→ YOUR OBJECTIVE:
Copy every one of the rows below without changing a single character.

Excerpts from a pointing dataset
START

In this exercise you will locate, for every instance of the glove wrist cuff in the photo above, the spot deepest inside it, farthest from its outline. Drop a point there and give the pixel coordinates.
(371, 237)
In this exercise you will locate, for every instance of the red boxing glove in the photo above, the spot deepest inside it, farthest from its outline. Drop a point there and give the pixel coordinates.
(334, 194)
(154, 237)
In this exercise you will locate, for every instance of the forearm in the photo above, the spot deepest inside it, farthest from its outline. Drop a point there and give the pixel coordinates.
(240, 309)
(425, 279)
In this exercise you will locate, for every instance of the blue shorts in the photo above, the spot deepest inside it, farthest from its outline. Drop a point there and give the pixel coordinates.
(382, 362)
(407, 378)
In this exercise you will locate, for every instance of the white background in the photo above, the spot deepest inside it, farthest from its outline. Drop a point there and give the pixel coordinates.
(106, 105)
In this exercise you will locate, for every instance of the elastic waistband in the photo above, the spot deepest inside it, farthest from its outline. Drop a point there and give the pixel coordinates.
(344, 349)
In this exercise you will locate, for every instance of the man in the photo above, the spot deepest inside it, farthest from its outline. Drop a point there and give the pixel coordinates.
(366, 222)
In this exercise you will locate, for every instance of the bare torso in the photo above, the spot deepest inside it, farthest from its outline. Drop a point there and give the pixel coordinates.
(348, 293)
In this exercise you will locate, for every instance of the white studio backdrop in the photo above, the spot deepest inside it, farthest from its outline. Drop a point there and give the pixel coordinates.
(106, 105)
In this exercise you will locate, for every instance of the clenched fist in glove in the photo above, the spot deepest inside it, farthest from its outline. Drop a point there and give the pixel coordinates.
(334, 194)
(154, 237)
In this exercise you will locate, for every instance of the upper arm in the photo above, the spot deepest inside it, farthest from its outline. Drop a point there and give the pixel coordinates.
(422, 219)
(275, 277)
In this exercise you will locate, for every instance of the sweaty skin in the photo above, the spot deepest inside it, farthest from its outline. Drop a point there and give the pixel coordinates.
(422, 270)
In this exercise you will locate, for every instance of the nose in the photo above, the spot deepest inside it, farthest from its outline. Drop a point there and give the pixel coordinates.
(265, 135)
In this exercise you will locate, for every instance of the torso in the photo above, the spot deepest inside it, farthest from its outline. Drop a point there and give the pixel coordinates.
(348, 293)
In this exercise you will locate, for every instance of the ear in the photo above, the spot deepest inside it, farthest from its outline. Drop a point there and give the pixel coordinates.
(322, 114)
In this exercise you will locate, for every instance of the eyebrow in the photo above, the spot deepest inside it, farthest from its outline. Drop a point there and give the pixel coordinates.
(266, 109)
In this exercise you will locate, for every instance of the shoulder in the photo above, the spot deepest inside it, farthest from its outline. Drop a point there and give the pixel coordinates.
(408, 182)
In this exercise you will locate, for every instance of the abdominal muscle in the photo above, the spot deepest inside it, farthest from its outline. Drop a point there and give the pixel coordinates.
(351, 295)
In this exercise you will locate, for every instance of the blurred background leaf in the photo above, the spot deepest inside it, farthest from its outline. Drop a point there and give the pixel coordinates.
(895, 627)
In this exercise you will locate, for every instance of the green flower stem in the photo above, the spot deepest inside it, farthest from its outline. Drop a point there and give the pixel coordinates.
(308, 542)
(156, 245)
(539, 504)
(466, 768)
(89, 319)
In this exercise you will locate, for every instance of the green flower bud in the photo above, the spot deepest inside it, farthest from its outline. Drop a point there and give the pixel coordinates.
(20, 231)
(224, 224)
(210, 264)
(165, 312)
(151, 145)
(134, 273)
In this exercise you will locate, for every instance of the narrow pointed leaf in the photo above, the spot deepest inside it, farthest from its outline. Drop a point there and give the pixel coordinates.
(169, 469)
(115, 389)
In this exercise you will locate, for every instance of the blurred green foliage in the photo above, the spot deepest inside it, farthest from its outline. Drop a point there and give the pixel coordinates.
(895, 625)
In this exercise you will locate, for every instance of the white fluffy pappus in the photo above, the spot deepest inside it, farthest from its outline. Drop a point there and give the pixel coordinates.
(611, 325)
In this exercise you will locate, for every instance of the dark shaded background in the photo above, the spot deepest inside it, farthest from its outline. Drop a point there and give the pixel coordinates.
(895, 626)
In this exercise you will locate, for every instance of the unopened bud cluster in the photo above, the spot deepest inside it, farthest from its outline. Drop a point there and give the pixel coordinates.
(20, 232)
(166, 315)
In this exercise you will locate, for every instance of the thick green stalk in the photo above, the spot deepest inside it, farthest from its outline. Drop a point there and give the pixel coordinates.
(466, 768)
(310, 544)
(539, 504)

END

→ SOLUTION FOR THIS TASK:
In this exercise you will locate, for every instance of the glove wrist cuff in the photo above, the spot deepest inside it, farthest from its outline. Drop a point there and give the pixel coordinates.
(371, 237)
In this exercise you will locate, for every instance of the red boxing glove in the photo above, the spot deepest inside it, farthest from its outline. Drop a point there and give the pixel coordinates.
(334, 194)
(154, 237)
In this exercise you will locate, for every instance of the forearm in the photo above, the spot deepest inside it, farthest from its outline. Drop a point there and give the pixel coordinates.
(240, 309)
(425, 279)
In this exercise you will locate, for every instance of the blue shorts in the photo above, the spot deepest inside it, farthest from its outline. Drop a point there and give the pixel coordinates.
(382, 362)
(407, 378)
In this exercise you will locate, for every instance of the white background in the photo above, the spot deepest inside it, farthest from its outline. Drop a point there and give the pixel coordinates.
(106, 105)
In this exercise you will locate, for every instance of the elastic waistband in the photo above, the spot deepest inside it, farthest from its outline. Drop a point there and give the pixel coordinates.
(344, 349)
In this exercise you will locate, for every instance of the man in the photo above, the spot deepest inside it, farthest from its outline. Drop a point there and give the pixel coordinates.
(366, 222)
In this exercise you will locate, for every instance of the bare torso in the photo above, the spot deepest inside it, farthest from its outline. Drop a point there and give the pixel coordinates.
(348, 293)
In this exercise you will locate, for every instance of the white studio backdrop in the photo above, the spot deepest inside it, farthest from its outline. Drop a point there and give the pixel coordinates.
(106, 105)
In this exercise you will locate, for every instance of the clenched fist in glove in the photo above, the spot deepest inside it, farthest from its outline. Drop a point there and give the pixel coordinates.
(334, 194)
(154, 237)
In this exercise you will locate, for every instance of the upper arm in the photo above, the spot deepest inside it, farthest from its outline. Drop a point there and give the pixel coordinates.
(422, 219)
(275, 277)
In this exercise you will locate, for every instance of the sweaty skin in the photo above, the spot deepest inside it, farthest from its outline. Drop a point there and give the pixel coordinates.
(422, 270)
In this exercise you will locate, for every instance of the nose in the photo above, the spot deepest inside it, farthest from its outline. Drop a point there and give the pixel coordinates.
(265, 135)
In this exercise you will locate, for every instance of the torso in the photo above, the spot deepest inside it, farthest from its outline. Drop a point there and give the pixel coordinates.
(348, 293)
In this exercise you will locate, for every instance of the ear in the photo above, the spot deepest inside it, farthest from its outline. Drop a point there and give the pixel coordinates.
(322, 114)
In this exercise you will locate, for every instance of the eyebrow in the photo above, the spot deepest inside it, farthest from its outline. Drop a point there and give the pixel coordinates.
(266, 109)
In this exercise you will locate, for every instance of the shoulder in the photo above, the spot deepest inside it, farthest from its outline. Drop a point there and give the pixel coordinates.
(408, 182)
In this exercise you will locate, for every instance of the abdominal muscle in the photo above, the spot deepest inside it, farthest from its outline. Drop a point there and give the pixel coordinates.
(351, 295)
In this exercise you will locate, for every instance of the blurred background leaf in the photo above, the spot deepest inside it, farthest from its outline. Drop a point there and give the pixel coordinates.
(895, 627)
In this exercise you will locate, for every instance of the green flower stem in the photo above, the spot deepest inside it, farthest from its outline. Drop a point there and give the pixel coordinates.
(308, 542)
(156, 245)
(539, 504)
(466, 768)
(89, 319)
In this exercise you will locate, for every instance of the green flower bud in the photo above, the spot deepest inside it, farthest from its outline. Drop a point there and give the pixel coordinates.
(20, 231)
(224, 224)
(210, 264)
(165, 312)
(151, 145)
(134, 273)
In this exercise you will locate, for every instance of the narrow pointed leaf in the photo above, the spot deepest inside it, farthest from its outline. Drop a point there and give the pixel coordinates.
(169, 469)
(115, 389)
In this exercise you will locate, for every instance of the blurred green foliage in the photo above, the spot deepest inside it, farthest from its outline. Drop a point there and give the pixel coordinates.
(895, 625)
In this exercise you will locate, for every instance of the white fluffy pappus in the photo above, the spot deepest inside it, farthest from its outline. Drop a point there and give the pixel coordinates.
(611, 325)
In this exercise you will locate, for every instance of the dark shaded background in the photo above, the spot deepest inside it, farthest from its outline. Drop a point there and give the pixel coordinates.
(895, 626)
In this exercise you will locate, for every instance of the unopened bud cluster in the photo above, the spot deepest inside it, farthest from its outline. Drop a point there and give the pixel coordinates.
(20, 232)
(166, 315)
In this exercise you will locate, for every instance of the thick green stalk in the photo above, the spot deepest inside it, farthest from its outline. Drop a point there and give the pixel coordinates.
(466, 768)
(310, 544)
(539, 504)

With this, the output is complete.